- **Reading passage**:
╔══

Monday, November 2, 2015

A Terror That Will Not Abate

     I must speak of this before it drives me mad.

     Relax, relax; you’re not about to read a Long Island, NY 2015 version of “The Tell-Tale Heart.” It’s just...one of those things that’s everywhere, that’s making Americans “nowhere men.”

     Look at the pictures here. Stare at them. Study them. Then tell me I’m wrong.


     There are many influences that act to separate us. Most such are sociological or institutional. But some we inflict on ourselves. The photos at the above-linked site are an illustration of one such.

     I dislike cell phones generally. I have one – my wife insisted, just in case I have a need when far from home – but I’ve turned it on about a dozen times in the past four years. All it can do is make and accept calls. I’ll only make a call with it under conditions of urgent necessity. I never accept calls on it.

     Everyone else I know has a “smart phone.” You know, the sort that substitutes for an Internet-enabled computer. And the great majority of everyone never, ever lets the BLEEP!ing things out of their hands.

     The “smart phone” is progressively rendering Americans numb to their surroundings. My wife – my own wife, whom I love and cherish! – is becoming impossible to talk to, because I can’t get her eyes off the damned thing. She’ll sit down in front of the television, turn on some show she supposedly wants to see, and immediately thereafter becomes engrossed in some game on her phone. An hour will pass...two hours...sometimes three or four hours...and she’ll fall asleep with her phone clutched in her hand, not having said a word nor paid the slightest attention to anything other than its screen.

╚══

- **Challenges**:
(1) In the blog post about smart phones, list the command verbs addressed to the reader in the paragraph that begins "Look at the pictures here."
(2) Continue the blog post about smart phones from its final sentence.

- **Material provided**:
╔══

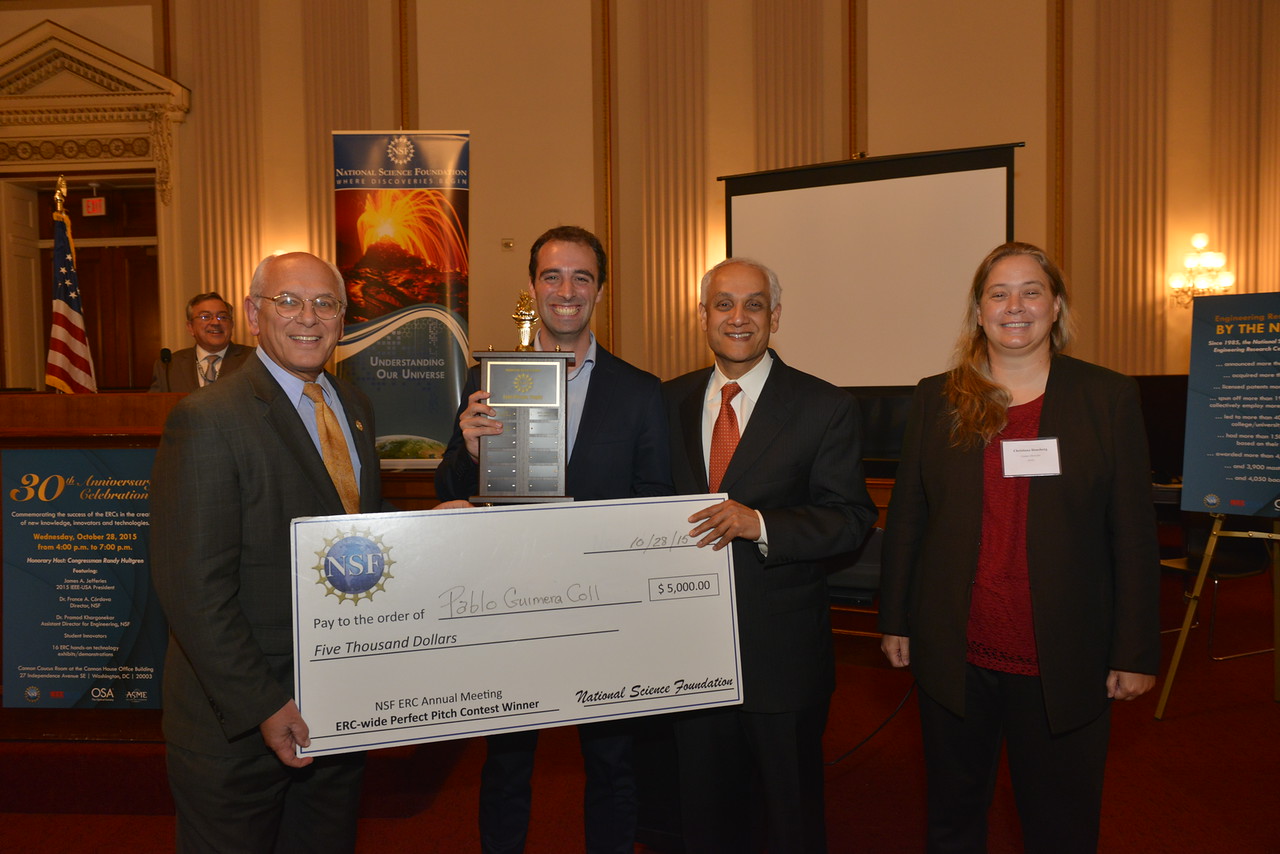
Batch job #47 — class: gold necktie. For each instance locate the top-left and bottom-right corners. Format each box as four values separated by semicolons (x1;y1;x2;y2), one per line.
200;356;223;385
302;383;360;513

╚══

- **Set of answers**:
(1) Look, Stare, Study, tell

(2)
     If there’s a Hell, and I’m quite sure there is, I imagine that every new admittee will be given a smart phone...and condemned to stare at it for all eternity.


     At Eternity Road of loving memory, I wrote about the phenomenon of “absent presence:”

     They're everywhere.

People, or apparitions that resemble people, who upon close inspection prove not to be there. Oh, they look present enough, and they sound present enough, and should you dare to touch one, you'd find that they feel present enough as well, but for all practical purposes they're somewhere else entirely.

Where are they really? Well, that depends on what's coming through their headphones.

Some are silent and glazed of eye as they walk the city streets or the office corridors. The devices connected to their headphones usually bear the sigil of Apple Corporation. You wouldn't want to hear what's streaming into their ears. Trust your Curmudgeon.

Others carry themselves with an unusual alertness, if not 5% more. They don't merely listen; they talk as well. But it soon becomes clear that they're addressing no one in the vicinity. Their headphones are connected to compact silvery devices with keypads and backlit screens. No, you wouldn't want to hear what they're listening to, either.

Behold the New Oblivion: the technologically enabled separation from the world that has come to displace the meditations of the monk and the maunderings of the mundane. Wherever these folks may be physically, mentally they've contrived to absent themselves from our common ruck.

     I wrote that in June, 2005. Owing to the proliferation of smart phones, it’s orders of magnitude worse today.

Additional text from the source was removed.